STATED EXERCISE:
Write out, please, the line containing "the patio chair" together with all lines after it, up to and including the last one, with no other output.
═════ TASK MATERIAL ═════
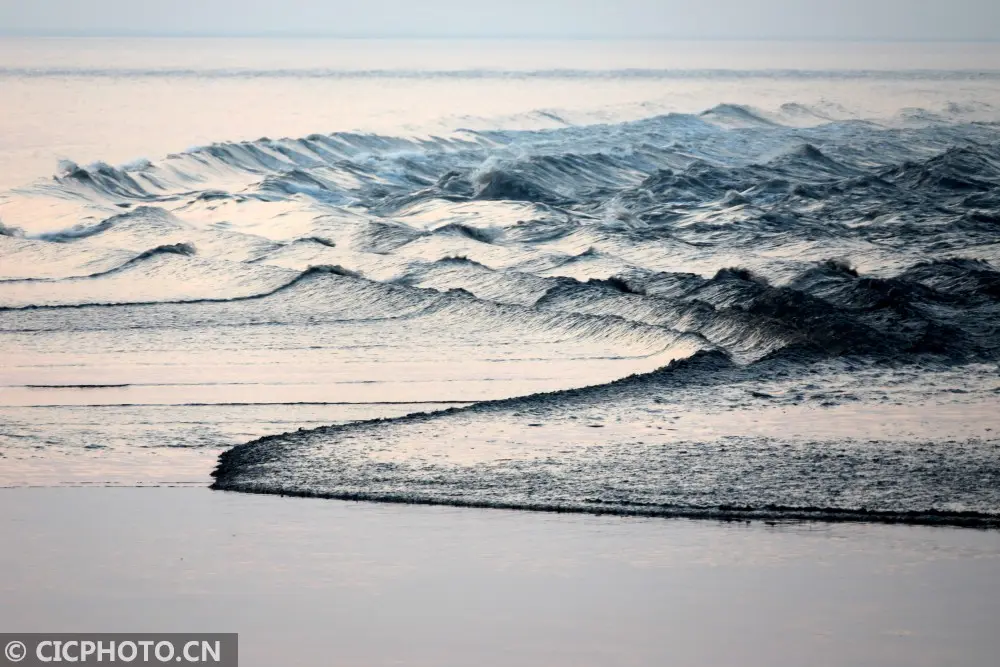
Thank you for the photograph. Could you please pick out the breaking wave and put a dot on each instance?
(757, 258)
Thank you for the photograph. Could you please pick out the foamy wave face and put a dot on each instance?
(795, 252)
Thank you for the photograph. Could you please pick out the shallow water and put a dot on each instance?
(701, 280)
(309, 582)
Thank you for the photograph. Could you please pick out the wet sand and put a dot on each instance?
(313, 582)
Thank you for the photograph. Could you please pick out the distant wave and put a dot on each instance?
(791, 260)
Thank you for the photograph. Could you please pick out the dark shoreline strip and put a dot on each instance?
(719, 513)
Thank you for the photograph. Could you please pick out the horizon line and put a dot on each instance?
(152, 34)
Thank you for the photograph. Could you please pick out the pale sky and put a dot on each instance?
(720, 19)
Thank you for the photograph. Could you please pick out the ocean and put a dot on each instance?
(716, 313)
(731, 280)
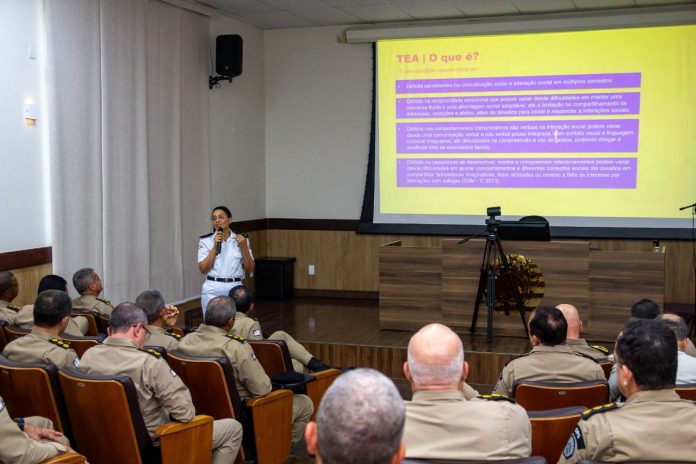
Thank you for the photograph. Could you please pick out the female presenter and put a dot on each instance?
(224, 256)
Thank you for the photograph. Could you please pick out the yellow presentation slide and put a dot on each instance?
(573, 124)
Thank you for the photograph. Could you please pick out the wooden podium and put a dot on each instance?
(419, 285)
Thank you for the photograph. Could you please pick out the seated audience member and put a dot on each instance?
(441, 423)
(686, 365)
(160, 317)
(579, 345)
(249, 328)
(51, 317)
(88, 284)
(9, 289)
(212, 339)
(654, 424)
(360, 420)
(77, 326)
(29, 440)
(161, 393)
(550, 360)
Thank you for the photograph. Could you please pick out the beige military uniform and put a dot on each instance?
(652, 425)
(250, 378)
(159, 336)
(18, 448)
(161, 393)
(596, 352)
(77, 326)
(40, 346)
(548, 364)
(443, 424)
(249, 328)
(8, 312)
(91, 303)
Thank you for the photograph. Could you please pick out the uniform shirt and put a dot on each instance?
(228, 264)
(548, 364)
(158, 336)
(43, 347)
(161, 393)
(8, 312)
(92, 303)
(246, 327)
(25, 320)
(652, 425)
(443, 424)
(579, 345)
(18, 448)
(249, 376)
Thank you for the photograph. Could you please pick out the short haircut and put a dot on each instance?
(243, 298)
(677, 324)
(53, 282)
(222, 208)
(125, 316)
(83, 278)
(152, 302)
(360, 419)
(50, 307)
(645, 309)
(648, 348)
(432, 373)
(5, 281)
(549, 325)
(219, 311)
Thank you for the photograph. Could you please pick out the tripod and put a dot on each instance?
(487, 280)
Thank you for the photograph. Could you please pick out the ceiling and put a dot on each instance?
(278, 14)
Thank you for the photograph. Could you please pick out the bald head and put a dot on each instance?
(435, 358)
(570, 312)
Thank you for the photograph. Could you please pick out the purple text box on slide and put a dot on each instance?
(566, 136)
(497, 84)
(519, 105)
(589, 173)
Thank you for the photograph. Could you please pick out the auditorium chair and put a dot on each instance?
(33, 389)
(275, 359)
(687, 391)
(109, 427)
(12, 332)
(551, 430)
(267, 420)
(538, 396)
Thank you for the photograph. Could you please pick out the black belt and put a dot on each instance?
(224, 279)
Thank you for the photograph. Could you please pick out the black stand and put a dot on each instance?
(487, 280)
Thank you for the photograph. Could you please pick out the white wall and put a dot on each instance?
(237, 144)
(23, 175)
(318, 107)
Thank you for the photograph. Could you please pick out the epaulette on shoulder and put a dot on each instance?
(601, 348)
(587, 413)
(60, 342)
(496, 397)
(152, 352)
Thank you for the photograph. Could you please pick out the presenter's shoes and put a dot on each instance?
(315, 365)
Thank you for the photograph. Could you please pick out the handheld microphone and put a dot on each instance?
(218, 245)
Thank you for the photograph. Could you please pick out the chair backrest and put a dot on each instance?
(687, 391)
(551, 430)
(537, 396)
(32, 389)
(12, 332)
(211, 383)
(104, 410)
(273, 355)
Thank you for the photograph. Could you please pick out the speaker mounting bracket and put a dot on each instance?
(213, 81)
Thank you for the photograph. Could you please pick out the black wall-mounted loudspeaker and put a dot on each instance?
(228, 55)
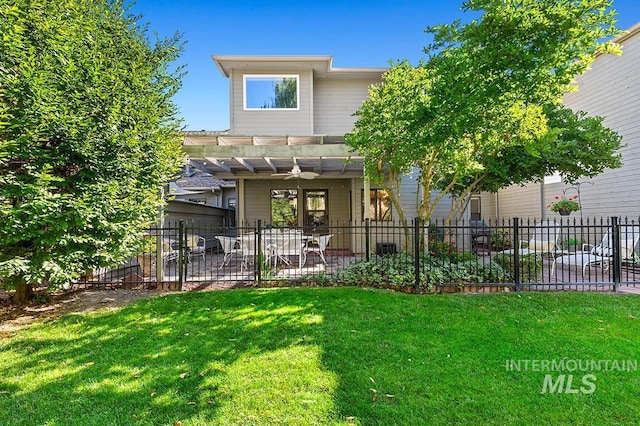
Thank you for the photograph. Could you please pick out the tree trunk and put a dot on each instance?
(23, 293)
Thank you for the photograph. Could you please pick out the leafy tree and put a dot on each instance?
(490, 90)
(88, 136)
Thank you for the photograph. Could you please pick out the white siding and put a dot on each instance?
(271, 122)
(335, 102)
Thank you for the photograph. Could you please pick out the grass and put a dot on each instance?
(322, 357)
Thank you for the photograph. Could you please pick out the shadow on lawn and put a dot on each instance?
(199, 358)
(318, 356)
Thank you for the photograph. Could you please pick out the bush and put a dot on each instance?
(397, 272)
(500, 239)
(530, 266)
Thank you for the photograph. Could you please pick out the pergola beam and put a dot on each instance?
(261, 151)
(245, 164)
(219, 164)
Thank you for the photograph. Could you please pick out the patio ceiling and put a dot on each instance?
(257, 157)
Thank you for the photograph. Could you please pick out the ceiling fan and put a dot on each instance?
(296, 173)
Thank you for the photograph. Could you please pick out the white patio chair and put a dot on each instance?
(545, 240)
(229, 247)
(248, 249)
(317, 245)
(603, 252)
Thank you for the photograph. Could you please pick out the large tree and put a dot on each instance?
(88, 136)
(490, 89)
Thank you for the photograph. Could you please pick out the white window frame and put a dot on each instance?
(273, 76)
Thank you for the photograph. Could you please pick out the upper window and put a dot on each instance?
(271, 92)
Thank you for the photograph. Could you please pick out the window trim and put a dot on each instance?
(273, 76)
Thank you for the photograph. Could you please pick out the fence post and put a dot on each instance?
(516, 252)
(617, 259)
(181, 248)
(416, 253)
(367, 241)
(258, 254)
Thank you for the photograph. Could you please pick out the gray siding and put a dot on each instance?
(519, 201)
(335, 102)
(270, 122)
(611, 88)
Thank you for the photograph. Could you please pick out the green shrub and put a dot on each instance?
(398, 272)
(500, 239)
(530, 266)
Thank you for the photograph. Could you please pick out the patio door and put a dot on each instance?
(316, 212)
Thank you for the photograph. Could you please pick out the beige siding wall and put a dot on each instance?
(270, 122)
(611, 88)
(519, 201)
(335, 102)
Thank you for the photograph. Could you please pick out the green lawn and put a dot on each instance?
(326, 356)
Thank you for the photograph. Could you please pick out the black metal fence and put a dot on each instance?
(591, 254)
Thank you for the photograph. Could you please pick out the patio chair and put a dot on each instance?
(248, 249)
(603, 252)
(229, 247)
(545, 240)
(169, 251)
(196, 245)
(290, 243)
(317, 245)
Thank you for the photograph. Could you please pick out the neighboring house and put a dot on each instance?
(611, 89)
(291, 113)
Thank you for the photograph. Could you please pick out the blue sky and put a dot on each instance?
(356, 33)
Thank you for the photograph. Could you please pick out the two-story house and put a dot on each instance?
(610, 89)
(285, 147)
═════
EXERCISE RESPONSE:
Thank you for the photograph. Could you please pick out the patio chair and put a dot on each instance?
(248, 249)
(603, 252)
(229, 247)
(545, 240)
(169, 251)
(196, 245)
(290, 243)
(317, 245)
Thank you for the photograph. Could you please pick out the neighboring house and put a dot on each instance?
(611, 89)
(291, 113)
Thank you for the photograph. Could you please pick out the blue sky and put a dot on each instance?
(356, 33)
Thank you for the photograph. Could you please pick out the two-story house and put a dot on each instance?
(610, 89)
(285, 147)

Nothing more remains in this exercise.